---------- INPUT ROWS

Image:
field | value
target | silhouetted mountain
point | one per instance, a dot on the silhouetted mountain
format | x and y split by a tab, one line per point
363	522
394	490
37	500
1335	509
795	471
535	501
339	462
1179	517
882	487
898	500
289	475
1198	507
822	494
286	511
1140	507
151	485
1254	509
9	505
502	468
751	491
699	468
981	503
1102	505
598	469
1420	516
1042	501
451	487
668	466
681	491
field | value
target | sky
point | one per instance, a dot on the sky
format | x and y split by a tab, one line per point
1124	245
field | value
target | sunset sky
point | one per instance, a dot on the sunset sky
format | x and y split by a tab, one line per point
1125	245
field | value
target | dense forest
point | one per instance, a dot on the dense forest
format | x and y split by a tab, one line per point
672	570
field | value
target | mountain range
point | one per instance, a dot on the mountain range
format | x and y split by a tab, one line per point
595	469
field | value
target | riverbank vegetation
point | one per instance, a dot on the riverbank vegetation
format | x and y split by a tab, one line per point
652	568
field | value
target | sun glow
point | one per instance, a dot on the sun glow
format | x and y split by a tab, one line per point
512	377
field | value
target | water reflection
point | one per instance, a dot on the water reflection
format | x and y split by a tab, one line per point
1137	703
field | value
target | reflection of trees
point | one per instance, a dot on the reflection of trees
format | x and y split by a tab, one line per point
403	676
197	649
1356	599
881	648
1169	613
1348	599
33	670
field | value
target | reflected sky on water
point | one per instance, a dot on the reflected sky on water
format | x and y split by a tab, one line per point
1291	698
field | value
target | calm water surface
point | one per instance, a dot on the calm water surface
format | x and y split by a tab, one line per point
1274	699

--------------------

* **WHAT TO WORK ON**: Shift every x and y value in the answers up by 109, then write out all the rows above again in full, with their requests.

* **RESPONSE BELOW**:
Image:
field | value
target | silhouetted mountain
point | one per instance, a dot on the silhouetted mountain
format | x and y split by a tab, one line per point
472	631
503	599
146	609
1444	618
904	580
644	610
448	571
1288	626
991	596
1007	609
398	584
1307	616
931	603
395	620
1249	616
260	594
1363	618
118	614
611	577
860	600
808	577
1090	612
1211	614
707	578
1529	625
1151	610
560	596
777	575
790	600
field | value
target | sky
point | one per instance, a dot on the sky
format | x and y split by a tab, one line per point
1233	354
field | value
target | sunset sky
point | one per instance, a dot on the sunset sky
format | x and y split by a tab, one line per point
1234	354
field | value
target | dense forest
point | one per instance, a dot on the dense forest
format | x and y split by a tab, one line per point
781	679
field | value
target | mountain range
point | one per instance, a dot on the mountain range
format | x and y split by a tab, one line per point
704	578
field | value
target | riverbank vegetation
point | one per instance, a dot on the riverbank vegetation
format | x and y split by a tab, one line per point
761	677
field | value
target | sun glow
point | one per instance, a dot on the sun glow
format | x and y split by a tab, one line per point
621	486
field | value
target | water reflection
point | one per instance, a dot on the water reflection
format | x and y split by a tab, one line per point
1246	812
field | value
target | reflection of trees
point | one per instance, a dot on the reflection of trees
format | x and y split by a tab, one line per point
512	785
306	758
1465	708
990	757
1278	722
1457	708
142	779
field | value
target | reflected sky on water
point | one per instance, a dot on the reflected sky on water
format | x and y split by a tab, one line per point
1400	807
field | value
target | calm water surface
point | one per instance, a dot on the calm water surface
format | x and y split by a tab, one line per point
1383	808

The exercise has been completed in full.